#### To do
Copy the lines verbatim, beginning with the line that contains "the white vinyl" and continuing through the end of the data, and only those lines.

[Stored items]

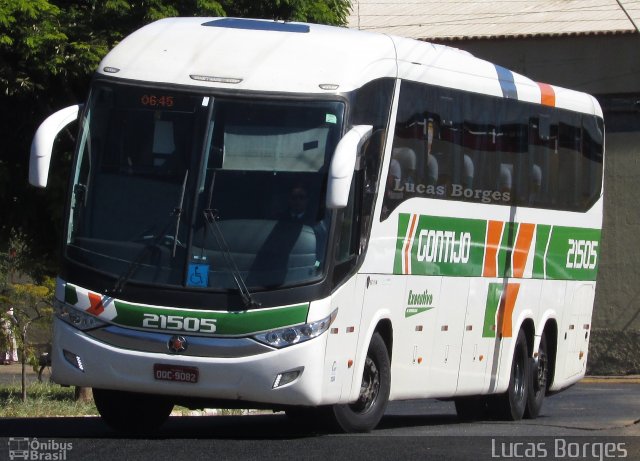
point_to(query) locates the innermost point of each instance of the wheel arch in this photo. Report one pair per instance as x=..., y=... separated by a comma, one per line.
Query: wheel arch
x=551, y=331
x=385, y=328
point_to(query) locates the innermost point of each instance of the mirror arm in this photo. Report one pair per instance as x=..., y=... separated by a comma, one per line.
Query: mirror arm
x=42, y=144
x=343, y=164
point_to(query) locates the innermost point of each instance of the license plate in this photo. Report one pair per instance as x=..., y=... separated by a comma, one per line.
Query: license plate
x=179, y=373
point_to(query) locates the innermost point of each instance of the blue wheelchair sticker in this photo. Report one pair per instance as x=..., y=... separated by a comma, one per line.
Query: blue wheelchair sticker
x=198, y=275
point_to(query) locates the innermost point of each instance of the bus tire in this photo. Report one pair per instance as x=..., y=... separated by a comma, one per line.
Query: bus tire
x=364, y=414
x=131, y=412
x=539, y=373
x=511, y=405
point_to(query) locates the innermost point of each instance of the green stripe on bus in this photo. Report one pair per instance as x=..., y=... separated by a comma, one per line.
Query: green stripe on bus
x=506, y=249
x=456, y=247
x=493, y=302
x=227, y=323
x=543, y=232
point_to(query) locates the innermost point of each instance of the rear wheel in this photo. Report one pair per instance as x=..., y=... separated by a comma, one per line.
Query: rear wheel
x=511, y=405
x=365, y=413
x=539, y=373
x=132, y=412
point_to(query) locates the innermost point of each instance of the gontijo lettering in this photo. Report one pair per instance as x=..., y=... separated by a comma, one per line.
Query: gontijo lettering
x=443, y=246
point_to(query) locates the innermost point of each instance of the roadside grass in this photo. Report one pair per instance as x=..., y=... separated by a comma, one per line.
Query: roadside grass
x=43, y=399
x=51, y=400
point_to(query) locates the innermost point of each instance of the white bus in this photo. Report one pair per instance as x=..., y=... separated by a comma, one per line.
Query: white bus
x=320, y=220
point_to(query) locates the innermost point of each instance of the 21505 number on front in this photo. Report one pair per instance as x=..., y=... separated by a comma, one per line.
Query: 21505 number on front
x=179, y=323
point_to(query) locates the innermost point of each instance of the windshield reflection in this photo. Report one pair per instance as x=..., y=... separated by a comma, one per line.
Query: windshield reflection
x=158, y=172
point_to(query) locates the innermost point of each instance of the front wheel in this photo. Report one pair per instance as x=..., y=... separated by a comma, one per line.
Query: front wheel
x=539, y=380
x=511, y=405
x=131, y=412
x=365, y=413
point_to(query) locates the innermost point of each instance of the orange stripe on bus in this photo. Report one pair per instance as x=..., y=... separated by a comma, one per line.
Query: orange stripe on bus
x=547, y=96
x=505, y=313
x=407, y=243
x=494, y=232
x=521, y=251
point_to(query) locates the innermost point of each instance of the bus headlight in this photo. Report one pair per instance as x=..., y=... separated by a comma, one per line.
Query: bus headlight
x=76, y=318
x=288, y=336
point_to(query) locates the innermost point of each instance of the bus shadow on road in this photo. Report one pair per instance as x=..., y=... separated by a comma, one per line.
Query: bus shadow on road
x=254, y=427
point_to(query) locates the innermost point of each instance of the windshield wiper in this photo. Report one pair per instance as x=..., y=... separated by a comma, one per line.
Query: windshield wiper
x=210, y=218
x=178, y=213
x=137, y=261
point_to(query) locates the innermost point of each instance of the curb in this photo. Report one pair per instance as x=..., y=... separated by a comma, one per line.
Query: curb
x=631, y=379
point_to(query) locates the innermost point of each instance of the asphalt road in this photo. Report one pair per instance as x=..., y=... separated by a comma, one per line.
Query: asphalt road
x=593, y=420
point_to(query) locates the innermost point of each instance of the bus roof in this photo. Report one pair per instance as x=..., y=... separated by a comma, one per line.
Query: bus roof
x=274, y=56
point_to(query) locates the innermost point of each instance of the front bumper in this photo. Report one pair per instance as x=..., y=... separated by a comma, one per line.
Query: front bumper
x=248, y=378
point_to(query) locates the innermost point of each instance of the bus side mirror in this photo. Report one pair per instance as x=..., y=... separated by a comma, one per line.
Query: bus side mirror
x=42, y=144
x=343, y=164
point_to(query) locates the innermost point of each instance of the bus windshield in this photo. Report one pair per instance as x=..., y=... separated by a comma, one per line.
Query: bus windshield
x=190, y=190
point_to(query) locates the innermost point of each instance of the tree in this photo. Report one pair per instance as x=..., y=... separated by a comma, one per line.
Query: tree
x=31, y=302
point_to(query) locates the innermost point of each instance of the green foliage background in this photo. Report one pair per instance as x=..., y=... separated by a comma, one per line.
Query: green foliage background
x=48, y=52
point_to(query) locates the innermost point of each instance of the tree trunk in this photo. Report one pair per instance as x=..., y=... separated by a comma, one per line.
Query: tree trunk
x=23, y=361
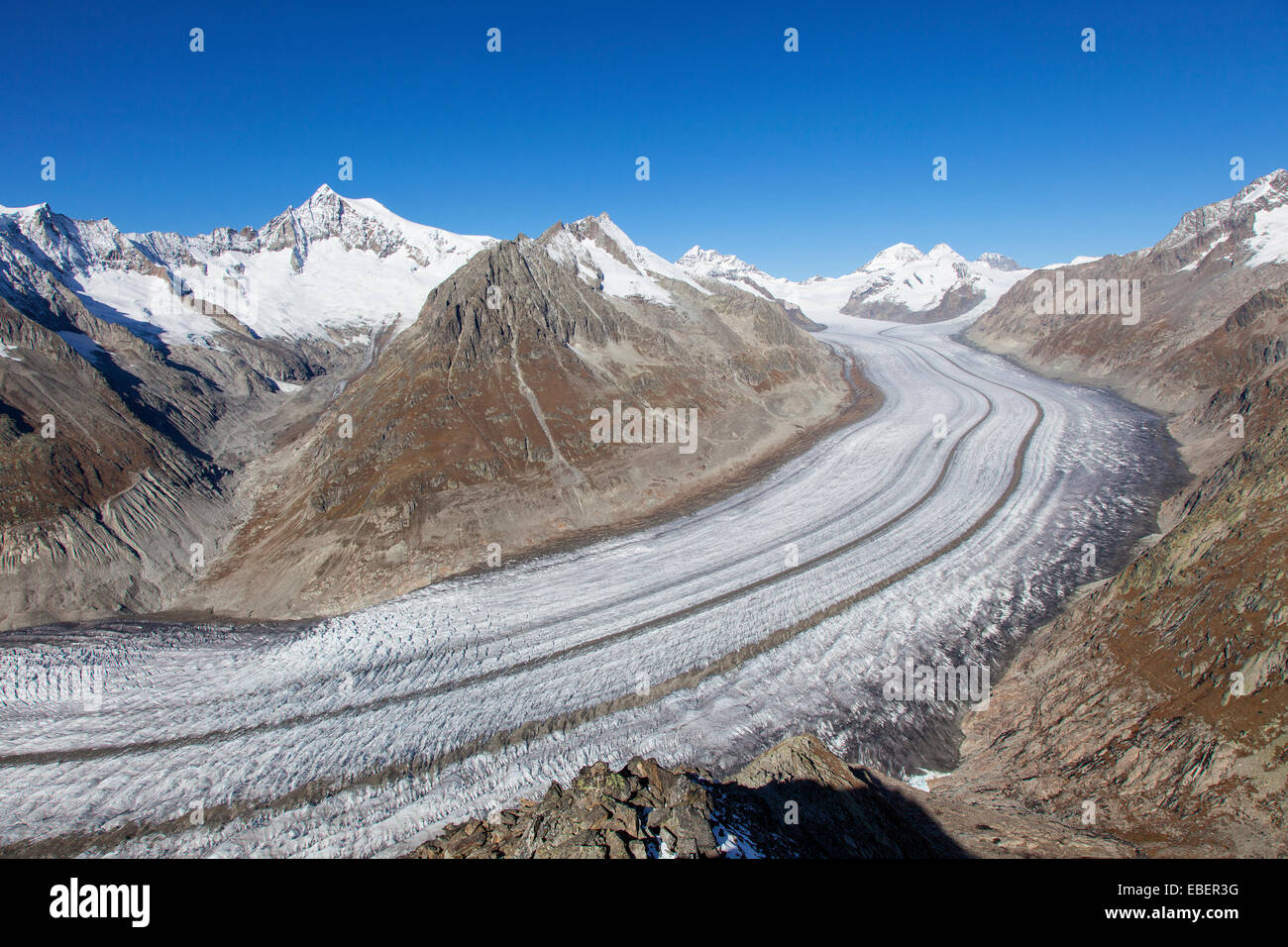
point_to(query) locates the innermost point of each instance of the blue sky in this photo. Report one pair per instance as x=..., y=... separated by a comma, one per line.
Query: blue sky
x=802, y=162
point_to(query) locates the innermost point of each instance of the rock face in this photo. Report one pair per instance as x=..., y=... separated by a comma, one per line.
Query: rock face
x=205, y=388
x=472, y=433
x=1158, y=699
x=795, y=800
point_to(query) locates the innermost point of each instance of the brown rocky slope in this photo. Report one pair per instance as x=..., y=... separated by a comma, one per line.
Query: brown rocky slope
x=472, y=433
x=795, y=800
x=1159, y=697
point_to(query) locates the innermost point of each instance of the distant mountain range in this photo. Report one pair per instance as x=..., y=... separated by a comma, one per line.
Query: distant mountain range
x=348, y=394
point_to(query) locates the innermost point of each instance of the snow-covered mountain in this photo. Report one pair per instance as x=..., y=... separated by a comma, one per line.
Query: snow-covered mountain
x=605, y=258
x=901, y=282
x=331, y=266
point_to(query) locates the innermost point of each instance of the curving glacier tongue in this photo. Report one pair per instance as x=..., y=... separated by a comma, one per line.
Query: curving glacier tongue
x=936, y=530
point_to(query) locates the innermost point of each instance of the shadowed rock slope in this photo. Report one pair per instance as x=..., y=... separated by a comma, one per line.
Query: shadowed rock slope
x=795, y=800
x=1160, y=694
x=472, y=433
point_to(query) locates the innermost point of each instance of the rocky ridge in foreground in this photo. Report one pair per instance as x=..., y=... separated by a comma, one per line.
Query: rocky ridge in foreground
x=795, y=800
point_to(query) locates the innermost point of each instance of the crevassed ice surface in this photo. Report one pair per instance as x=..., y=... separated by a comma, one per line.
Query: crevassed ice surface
x=703, y=639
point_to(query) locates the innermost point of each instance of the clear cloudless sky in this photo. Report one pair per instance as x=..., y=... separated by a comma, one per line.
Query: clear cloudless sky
x=800, y=162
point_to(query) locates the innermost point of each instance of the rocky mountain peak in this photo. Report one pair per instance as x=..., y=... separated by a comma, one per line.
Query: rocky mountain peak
x=997, y=262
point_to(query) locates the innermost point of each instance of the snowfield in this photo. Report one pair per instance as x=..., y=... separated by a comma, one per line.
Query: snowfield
x=703, y=639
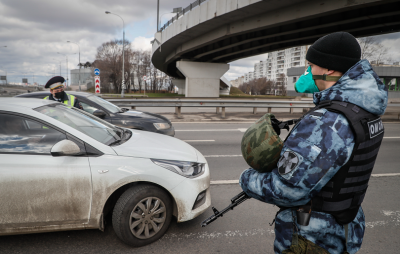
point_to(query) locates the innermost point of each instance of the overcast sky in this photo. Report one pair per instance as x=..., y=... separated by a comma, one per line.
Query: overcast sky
x=35, y=30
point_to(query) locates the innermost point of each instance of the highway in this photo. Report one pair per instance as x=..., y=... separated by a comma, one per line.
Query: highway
x=245, y=229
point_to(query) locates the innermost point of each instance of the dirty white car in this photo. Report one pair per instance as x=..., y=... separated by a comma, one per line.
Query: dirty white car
x=64, y=169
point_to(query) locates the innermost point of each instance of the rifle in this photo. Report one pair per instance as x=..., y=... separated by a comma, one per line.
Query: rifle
x=235, y=201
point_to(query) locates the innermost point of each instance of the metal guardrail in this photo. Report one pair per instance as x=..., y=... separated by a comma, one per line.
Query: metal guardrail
x=218, y=103
x=181, y=13
x=179, y=103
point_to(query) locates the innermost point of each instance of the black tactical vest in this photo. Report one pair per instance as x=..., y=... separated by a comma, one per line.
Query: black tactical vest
x=344, y=193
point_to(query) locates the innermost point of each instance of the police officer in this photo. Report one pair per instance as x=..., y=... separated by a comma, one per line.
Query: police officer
x=56, y=85
x=326, y=161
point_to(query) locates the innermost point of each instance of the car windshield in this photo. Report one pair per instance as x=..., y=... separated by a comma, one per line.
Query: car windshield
x=90, y=125
x=105, y=104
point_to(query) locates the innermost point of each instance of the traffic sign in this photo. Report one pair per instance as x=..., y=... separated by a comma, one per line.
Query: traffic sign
x=97, y=84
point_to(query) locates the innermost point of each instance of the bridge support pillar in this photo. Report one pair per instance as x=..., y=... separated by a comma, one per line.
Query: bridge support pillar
x=180, y=83
x=202, y=79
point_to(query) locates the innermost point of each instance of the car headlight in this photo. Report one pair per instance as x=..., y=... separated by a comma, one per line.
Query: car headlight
x=184, y=168
x=161, y=126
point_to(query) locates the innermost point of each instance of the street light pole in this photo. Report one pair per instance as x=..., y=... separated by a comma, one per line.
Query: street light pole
x=123, y=53
x=158, y=14
x=66, y=56
x=79, y=64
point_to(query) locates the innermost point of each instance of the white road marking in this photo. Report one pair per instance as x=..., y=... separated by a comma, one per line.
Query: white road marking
x=393, y=221
x=224, y=182
x=214, y=235
x=199, y=140
x=221, y=182
x=212, y=130
x=215, y=122
x=388, y=174
x=222, y=156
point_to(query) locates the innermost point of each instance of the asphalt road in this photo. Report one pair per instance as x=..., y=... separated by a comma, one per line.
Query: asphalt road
x=246, y=229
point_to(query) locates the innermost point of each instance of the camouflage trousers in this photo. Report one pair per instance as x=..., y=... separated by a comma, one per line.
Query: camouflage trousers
x=305, y=246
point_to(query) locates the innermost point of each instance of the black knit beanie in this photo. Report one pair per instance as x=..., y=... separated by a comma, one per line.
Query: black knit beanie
x=336, y=51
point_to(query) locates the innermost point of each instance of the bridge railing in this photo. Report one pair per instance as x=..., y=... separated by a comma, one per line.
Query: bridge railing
x=179, y=103
x=181, y=13
x=218, y=103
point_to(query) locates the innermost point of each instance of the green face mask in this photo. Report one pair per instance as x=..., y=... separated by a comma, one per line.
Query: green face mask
x=306, y=83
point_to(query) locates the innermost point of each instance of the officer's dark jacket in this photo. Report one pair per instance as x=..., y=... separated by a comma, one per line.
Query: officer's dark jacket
x=317, y=149
x=68, y=99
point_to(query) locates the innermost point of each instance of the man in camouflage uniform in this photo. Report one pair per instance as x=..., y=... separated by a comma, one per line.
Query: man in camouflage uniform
x=315, y=150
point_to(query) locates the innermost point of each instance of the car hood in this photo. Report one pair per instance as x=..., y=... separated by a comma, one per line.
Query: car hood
x=145, y=144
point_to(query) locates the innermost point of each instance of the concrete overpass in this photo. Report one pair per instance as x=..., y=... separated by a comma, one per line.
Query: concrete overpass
x=196, y=47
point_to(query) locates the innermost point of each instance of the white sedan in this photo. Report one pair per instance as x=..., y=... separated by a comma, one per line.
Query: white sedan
x=64, y=169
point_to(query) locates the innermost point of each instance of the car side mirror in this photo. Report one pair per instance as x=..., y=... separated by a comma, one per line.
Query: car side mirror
x=99, y=113
x=65, y=148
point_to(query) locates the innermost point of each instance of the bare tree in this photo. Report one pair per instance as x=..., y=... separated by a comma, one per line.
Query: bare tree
x=109, y=60
x=373, y=50
x=367, y=45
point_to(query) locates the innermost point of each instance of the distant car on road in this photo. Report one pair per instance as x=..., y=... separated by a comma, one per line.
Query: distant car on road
x=131, y=119
x=64, y=169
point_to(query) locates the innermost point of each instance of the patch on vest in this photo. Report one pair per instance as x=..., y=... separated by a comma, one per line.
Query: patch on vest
x=375, y=128
x=287, y=163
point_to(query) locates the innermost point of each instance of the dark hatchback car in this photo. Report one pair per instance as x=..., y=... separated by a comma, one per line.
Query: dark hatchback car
x=111, y=113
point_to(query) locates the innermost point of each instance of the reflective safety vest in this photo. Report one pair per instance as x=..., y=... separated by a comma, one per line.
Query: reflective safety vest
x=344, y=193
x=70, y=101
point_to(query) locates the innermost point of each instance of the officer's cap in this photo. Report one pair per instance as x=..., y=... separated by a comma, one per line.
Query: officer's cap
x=55, y=82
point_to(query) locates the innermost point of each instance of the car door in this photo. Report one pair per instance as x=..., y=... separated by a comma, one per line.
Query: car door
x=37, y=189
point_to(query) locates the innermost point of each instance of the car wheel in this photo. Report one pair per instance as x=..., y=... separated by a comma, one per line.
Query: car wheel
x=142, y=215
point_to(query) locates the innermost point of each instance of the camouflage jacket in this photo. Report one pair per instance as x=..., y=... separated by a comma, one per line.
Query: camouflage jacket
x=319, y=147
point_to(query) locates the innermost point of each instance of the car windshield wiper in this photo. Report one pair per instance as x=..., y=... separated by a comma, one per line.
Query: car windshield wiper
x=115, y=142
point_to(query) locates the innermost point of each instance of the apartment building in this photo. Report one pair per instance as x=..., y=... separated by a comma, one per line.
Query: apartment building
x=277, y=63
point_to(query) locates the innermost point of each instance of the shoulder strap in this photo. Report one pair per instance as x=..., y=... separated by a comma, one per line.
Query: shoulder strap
x=353, y=113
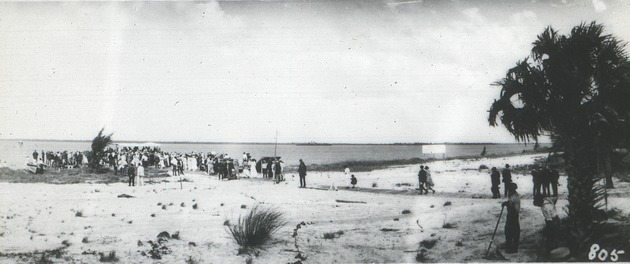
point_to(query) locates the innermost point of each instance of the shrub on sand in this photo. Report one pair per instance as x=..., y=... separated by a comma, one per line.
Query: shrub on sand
x=256, y=227
x=111, y=257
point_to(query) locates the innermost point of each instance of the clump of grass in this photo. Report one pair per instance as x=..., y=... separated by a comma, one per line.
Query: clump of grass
x=448, y=226
x=44, y=259
x=429, y=243
x=333, y=235
x=110, y=257
x=256, y=227
x=615, y=213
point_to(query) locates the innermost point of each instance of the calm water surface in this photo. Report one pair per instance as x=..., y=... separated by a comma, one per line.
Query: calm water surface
x=13, y=154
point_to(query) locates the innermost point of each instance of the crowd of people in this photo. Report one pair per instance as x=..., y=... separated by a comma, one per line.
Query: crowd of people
x=134, y=161
x=57, y=160
x=544, y=197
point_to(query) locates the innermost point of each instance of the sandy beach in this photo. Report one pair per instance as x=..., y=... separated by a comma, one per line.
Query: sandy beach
x=383, y=219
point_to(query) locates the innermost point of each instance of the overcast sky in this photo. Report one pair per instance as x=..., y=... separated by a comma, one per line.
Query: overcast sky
x=324, y=71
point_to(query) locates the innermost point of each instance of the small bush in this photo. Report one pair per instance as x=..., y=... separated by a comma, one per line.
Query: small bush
x=111, y=257
x=333, y=235
x=256, y=227
x=422, y=256
x=44, y=259
x=448, y=225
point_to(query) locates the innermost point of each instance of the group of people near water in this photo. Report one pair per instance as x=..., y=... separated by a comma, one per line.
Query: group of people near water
x=57, y=160
x=542, y=178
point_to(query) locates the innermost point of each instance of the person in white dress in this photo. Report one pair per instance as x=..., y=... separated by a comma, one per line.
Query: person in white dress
x=140, y=175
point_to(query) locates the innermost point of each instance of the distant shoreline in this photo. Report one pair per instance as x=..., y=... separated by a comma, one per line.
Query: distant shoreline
x=272, y=143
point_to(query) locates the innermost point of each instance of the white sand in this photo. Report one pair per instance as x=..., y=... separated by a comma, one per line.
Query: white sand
x=41, y=216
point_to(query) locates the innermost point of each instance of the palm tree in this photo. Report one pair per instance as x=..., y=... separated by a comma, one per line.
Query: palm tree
x=576, y=89
x=99, y=143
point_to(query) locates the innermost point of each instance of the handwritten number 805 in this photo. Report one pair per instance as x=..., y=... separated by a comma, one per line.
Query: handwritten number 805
x=603, y=254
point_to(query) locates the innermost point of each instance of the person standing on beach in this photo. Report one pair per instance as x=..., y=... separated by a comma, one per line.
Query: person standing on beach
x=346, y=172
x=552, y=221
x=302, y=172
x=430, y=184
x=546, y=181
x=269, y=169
x=512, y=225
x=536, y=179
x=507, y=179
x=554, y=176
x=422, y=180
x=131, y=172
x=140, y=175
x=495, y=177
x=173, y=162
x=278, y=171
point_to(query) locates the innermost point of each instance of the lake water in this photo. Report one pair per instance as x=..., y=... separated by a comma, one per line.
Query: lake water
x=13, y=154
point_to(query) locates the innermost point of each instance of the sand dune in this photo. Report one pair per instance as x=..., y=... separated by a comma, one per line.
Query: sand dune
x=83, y=220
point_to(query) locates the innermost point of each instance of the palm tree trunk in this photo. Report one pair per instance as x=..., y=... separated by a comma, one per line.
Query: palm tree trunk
x=581, y=166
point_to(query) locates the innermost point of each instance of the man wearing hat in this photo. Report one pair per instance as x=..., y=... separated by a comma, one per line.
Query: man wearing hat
x=512, y=226
x=302, y=172
x=507, y=179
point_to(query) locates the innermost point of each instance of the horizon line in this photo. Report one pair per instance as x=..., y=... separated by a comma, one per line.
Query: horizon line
x=280, y=143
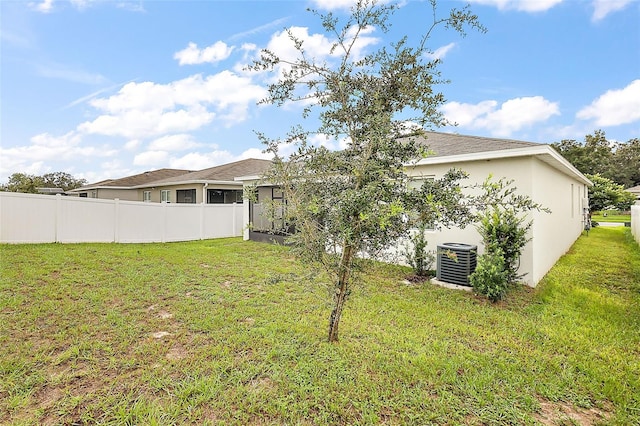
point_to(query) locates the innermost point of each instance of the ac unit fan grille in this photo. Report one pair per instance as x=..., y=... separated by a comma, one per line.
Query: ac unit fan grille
x=456, y=261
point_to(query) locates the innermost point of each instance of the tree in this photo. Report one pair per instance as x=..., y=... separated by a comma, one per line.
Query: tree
x=62, y=180
x=626, y=163
x=21, y=182
x=619, y=162
x=593, y=156
x=605, y=194
x=351, y=202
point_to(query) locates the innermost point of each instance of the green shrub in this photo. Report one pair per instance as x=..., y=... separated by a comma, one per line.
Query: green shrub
x=417, y=256
x=490, y=277
x=504, y=232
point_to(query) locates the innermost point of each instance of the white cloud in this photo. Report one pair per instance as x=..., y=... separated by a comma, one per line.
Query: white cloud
x=615, y=107
x=178, y=142
x=47, y=149
x=141, y=110
x=255, y=153
x=441, y=52
x=132, y=145
x=192, y=55
x=339, y=4
x=334, y=4
x=259, y=29
x=503, y=120
x=151, y=158
x=604, y=7
x=46, y=6
x=520, y=5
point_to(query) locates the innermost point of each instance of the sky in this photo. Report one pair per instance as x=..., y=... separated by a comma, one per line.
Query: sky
x=105, y=89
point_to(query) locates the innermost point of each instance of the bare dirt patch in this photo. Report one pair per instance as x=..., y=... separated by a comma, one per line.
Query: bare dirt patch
x=561, y=413
x=176, y=352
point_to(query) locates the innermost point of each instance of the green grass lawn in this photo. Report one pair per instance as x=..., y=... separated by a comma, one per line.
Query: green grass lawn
x=612, y=216
x=223, y=332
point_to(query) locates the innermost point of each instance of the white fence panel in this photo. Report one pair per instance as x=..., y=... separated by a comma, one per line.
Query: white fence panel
x=635, y=222
x=79, y=219
x=183, y=222
x=225, y=220
x=140, y=222
x=29, y=218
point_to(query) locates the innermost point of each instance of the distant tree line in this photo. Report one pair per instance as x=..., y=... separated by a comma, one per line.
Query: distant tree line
x=22, y=182
x=611, y=166
x=616, y=161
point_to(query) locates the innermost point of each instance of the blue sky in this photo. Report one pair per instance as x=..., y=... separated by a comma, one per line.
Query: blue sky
x=105, y=89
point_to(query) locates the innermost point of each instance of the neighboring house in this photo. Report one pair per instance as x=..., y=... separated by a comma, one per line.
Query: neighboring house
x=122, y=188
x=537, y=171
x=635, y=190
x=213, y=185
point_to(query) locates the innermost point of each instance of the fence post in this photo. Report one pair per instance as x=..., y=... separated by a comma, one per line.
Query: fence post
x=116, y=221
x=163, y=238
x=202, y=221
x=58, y=217
x=235, y=209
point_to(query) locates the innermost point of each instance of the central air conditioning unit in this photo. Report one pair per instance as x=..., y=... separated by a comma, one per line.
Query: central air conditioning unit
x=456, y=261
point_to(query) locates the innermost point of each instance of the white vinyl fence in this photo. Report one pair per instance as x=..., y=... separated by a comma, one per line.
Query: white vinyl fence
x=29, y=218
x=635, y=222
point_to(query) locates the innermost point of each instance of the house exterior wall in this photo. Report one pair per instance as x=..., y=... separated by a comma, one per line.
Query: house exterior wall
x=112, y=194
x=199, y=187
x=551, y=234
x=554, y=234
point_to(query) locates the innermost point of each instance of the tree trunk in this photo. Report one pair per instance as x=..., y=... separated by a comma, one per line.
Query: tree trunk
x=340, y=296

#### Worked solution
point_to(query) locates the innermost point of each instance of the white vinyl fence in this photo. Report one pair per instance as x=..., y=... separated by a comma, one per line.
Query: white vinyl fence
x=29, y=218
x=635, y=222
point_to(query) locates the innermost point of each instance of the house exterior wall in this photo. Report one pair per instance as x=..., y=... separated by a comma, one per line.
Query: house exterior wall
x=112, y=194
x=199, y=187
x=551, y=234
x=554, y=234
point_to(query) locates the innermost point of each instance of the tree trunk in this photo. Report one pair per instance as x=..., y=... separated by a comma, one per line.
Query: tree trunk
x=340, y=296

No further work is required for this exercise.